-- GIVEN PASSAGE --

Space at least fifteen inches part (45cm) and sprinkle on a general fertiliser.
Net immediately with butterfly netting to prevent small white and cabbage white caterpillars from laying eggs. This will also prevent pigeon damage.
Support the netting with canes topped by inverted plant pots.
Water well after planting. If it’s dry, puddle them in by filling the holes with water just before you plant.
Brassicas are leafy plants and an extra nitrogen-rich feed (something like Growmore) as you plant them out in June and again in early September helps them enormously.
It is ideal to dig in garden compost two to three months before planting.
Whitefly can be a problem. but generally don’t devastate a crop. They will disappear as long as you have no cabbages between March and June.
Always rotate cabbages as they can suffer from soil-based pests and diseases like cabbage root fly and club root.

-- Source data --
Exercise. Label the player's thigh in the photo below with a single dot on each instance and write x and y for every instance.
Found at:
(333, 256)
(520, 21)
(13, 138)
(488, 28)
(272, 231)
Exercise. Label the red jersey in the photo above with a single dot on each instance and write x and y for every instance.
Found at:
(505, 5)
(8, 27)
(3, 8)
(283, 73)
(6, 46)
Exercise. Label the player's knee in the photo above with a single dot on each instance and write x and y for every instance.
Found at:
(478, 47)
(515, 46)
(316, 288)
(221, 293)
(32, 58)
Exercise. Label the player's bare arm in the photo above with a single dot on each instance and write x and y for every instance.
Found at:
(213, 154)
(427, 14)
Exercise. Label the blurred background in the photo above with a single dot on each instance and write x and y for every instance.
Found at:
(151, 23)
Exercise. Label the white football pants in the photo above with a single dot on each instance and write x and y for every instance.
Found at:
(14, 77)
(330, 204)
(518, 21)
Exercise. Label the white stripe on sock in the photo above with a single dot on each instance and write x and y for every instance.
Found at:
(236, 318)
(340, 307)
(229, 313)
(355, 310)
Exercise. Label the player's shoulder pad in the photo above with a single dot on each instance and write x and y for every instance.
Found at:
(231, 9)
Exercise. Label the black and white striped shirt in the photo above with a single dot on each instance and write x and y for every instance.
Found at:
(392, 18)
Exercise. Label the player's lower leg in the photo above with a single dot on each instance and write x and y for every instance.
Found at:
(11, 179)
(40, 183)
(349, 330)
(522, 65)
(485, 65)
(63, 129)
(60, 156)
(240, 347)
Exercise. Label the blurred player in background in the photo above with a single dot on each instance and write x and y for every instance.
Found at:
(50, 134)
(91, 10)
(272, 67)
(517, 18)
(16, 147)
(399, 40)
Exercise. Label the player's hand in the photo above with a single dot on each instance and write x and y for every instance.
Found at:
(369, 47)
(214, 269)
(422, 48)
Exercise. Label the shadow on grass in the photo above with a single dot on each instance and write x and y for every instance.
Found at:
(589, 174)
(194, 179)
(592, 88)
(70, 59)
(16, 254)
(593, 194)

-- WORK INSTRUCTION --
Can you take the cabbage-growing advice further, picking up after its last sentence? The rows are separate material, unrelated to the cabbage-growing advice.

-- RESPONSE TO THIS EXERCISE --
What brassicas to grow
Kale is probably the easiest brassica and, although once rather shunned as a poor man’s crop, it has become very fashionable thanks to television chefs like Jamie Oliver.
Kale comes in several forms from the crisply curly green and purple-leaved forms, to ragged-leaved forms to the tongue-shaped Tuscan kale. There are two main advantages to kale. It is extremely hardy (much more so than purple-sprouting and Brussels sprouts) and it can be picked throughout autumn and winter.
Don’t confuse kale with seakale which is a beet with edible stems.
Recommended kale varieties
All of these kale varieties are readily available.
'Black Tuscan Kale' also known as 'Cavolo Nero'
This is the most handsome and the easiest to eat as it has a less-strong, gentler flavour and a softer texture. Young leaves can be stir fried.
'Dwarf Green Curled'
Short and sturdy with crinkled green leaves - a little thistly to eat but an invaluable survivor in hard winters.
Red Kale - including 'Redbor' and 'Scarlet'
Highly ornamental, damson-coloured leaves and just as hardy - but less good to eat to my palate.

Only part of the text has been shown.